RECORDED DATA
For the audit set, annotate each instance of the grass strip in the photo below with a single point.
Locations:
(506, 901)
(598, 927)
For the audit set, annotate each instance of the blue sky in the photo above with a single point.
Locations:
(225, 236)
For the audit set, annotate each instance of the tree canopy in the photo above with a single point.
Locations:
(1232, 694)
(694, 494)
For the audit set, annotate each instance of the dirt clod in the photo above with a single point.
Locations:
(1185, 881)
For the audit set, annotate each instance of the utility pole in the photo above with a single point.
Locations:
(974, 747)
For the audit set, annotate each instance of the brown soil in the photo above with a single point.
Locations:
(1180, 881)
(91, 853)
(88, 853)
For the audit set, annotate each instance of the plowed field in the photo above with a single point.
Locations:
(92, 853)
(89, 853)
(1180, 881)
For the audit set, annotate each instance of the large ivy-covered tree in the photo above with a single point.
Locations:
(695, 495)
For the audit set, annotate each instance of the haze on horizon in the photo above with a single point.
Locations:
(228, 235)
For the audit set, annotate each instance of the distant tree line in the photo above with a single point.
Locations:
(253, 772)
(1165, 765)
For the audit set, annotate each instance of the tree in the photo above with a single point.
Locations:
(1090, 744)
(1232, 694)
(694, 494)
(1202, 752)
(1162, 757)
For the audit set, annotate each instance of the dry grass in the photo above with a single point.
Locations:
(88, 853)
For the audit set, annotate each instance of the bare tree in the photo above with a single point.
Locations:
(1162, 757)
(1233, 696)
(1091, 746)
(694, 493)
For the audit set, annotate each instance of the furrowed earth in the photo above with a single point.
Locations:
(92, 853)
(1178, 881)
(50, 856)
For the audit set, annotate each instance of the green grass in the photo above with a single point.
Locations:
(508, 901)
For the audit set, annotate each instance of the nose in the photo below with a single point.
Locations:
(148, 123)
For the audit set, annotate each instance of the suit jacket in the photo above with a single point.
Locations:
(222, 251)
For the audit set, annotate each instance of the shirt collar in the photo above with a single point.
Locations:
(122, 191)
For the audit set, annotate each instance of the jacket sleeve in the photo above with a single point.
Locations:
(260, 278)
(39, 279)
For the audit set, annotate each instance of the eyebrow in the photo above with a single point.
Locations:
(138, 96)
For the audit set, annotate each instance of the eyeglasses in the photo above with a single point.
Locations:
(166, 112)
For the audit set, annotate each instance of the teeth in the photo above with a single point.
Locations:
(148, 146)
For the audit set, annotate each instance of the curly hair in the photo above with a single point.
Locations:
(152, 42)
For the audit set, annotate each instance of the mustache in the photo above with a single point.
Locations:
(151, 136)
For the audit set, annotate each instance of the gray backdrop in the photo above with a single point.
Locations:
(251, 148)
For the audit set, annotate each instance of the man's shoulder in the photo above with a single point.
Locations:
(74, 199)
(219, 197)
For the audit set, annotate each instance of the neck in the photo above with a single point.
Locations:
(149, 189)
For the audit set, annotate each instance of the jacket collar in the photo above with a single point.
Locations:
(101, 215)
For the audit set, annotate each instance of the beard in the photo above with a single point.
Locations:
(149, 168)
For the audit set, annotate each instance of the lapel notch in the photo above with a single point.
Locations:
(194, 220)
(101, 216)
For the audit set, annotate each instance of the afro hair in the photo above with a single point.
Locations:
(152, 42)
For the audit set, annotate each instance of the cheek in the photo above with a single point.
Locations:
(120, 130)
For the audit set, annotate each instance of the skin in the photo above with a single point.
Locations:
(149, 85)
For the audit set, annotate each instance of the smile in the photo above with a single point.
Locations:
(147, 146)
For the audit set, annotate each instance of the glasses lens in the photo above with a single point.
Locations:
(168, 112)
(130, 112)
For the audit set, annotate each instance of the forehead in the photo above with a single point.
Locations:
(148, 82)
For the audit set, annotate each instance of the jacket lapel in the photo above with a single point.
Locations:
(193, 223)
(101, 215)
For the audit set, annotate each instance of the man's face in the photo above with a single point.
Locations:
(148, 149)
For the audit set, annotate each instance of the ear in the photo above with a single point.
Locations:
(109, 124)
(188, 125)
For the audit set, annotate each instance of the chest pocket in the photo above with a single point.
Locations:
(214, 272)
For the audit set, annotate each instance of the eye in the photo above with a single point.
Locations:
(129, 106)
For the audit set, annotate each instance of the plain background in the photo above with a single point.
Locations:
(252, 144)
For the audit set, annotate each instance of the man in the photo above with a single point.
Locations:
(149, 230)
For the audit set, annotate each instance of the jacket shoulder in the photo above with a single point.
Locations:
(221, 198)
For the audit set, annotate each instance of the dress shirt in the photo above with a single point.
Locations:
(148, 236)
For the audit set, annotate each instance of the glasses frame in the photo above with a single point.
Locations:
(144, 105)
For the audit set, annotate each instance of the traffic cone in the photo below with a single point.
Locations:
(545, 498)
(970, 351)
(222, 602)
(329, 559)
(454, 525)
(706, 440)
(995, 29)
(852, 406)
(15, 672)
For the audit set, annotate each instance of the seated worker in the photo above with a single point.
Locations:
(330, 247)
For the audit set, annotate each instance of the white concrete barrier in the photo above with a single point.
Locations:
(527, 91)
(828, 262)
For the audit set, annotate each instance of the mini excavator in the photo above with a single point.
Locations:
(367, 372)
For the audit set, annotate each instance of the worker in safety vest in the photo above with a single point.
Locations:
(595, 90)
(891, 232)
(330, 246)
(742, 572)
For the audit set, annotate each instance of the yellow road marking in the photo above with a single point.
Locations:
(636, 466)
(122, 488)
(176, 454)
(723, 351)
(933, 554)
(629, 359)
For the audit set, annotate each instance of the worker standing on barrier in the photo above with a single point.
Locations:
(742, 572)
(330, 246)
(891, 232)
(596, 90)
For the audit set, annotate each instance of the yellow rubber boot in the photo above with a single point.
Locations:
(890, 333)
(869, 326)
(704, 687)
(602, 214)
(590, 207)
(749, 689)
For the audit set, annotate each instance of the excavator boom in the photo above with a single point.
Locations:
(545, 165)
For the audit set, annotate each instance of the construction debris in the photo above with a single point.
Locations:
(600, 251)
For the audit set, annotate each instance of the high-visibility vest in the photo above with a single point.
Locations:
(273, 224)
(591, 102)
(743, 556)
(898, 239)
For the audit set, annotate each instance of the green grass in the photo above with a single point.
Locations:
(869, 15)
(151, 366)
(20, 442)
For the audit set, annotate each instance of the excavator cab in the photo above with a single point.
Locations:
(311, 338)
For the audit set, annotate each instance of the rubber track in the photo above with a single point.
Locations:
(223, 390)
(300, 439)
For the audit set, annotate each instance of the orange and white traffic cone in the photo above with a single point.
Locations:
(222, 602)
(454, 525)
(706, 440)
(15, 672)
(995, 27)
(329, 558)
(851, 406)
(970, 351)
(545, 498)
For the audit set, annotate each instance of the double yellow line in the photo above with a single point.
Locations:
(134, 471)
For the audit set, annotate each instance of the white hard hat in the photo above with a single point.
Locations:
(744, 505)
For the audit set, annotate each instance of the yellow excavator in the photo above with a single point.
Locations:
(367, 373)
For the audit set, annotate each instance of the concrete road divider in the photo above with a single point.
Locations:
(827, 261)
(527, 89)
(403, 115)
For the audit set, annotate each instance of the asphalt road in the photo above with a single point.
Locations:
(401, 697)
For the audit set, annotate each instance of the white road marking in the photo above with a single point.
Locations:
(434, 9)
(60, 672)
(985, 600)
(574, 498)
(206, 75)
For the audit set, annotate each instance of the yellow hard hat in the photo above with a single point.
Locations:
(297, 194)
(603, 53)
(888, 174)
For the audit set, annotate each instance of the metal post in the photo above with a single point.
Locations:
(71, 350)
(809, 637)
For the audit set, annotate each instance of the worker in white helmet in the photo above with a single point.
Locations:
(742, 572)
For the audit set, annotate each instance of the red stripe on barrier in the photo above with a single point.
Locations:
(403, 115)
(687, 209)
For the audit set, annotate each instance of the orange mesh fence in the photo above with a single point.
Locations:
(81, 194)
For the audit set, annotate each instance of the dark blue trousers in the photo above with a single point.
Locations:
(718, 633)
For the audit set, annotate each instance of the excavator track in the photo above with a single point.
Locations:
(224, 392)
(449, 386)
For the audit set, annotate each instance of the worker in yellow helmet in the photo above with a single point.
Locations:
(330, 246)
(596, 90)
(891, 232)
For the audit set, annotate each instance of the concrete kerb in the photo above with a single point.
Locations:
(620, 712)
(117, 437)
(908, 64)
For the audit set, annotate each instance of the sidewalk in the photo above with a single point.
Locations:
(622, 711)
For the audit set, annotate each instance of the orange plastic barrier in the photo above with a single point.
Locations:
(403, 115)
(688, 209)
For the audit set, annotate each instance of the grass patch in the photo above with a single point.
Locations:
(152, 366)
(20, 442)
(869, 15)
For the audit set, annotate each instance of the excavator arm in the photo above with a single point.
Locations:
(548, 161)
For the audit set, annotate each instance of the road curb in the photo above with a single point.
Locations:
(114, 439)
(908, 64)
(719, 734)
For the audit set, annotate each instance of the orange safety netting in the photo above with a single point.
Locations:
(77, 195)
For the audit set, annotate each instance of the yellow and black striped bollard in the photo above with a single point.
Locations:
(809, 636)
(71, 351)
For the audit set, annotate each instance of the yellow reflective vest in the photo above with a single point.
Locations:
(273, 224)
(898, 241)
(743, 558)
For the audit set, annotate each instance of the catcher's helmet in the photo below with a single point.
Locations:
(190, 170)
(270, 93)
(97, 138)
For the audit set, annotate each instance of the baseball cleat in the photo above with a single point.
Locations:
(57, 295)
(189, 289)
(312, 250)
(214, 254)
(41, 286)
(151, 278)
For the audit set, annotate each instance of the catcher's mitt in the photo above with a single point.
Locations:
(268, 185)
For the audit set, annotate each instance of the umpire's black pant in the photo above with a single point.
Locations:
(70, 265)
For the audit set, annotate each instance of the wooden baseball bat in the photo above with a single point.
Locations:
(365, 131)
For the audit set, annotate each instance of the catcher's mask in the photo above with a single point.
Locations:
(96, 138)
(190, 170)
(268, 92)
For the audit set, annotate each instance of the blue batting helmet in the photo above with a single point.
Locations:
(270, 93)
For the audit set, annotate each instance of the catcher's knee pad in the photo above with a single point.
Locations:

WORK REQUIRED
What is the number of lines in the records that include "shirt"? Answer with that number alone.

YOUR SOLUTION
2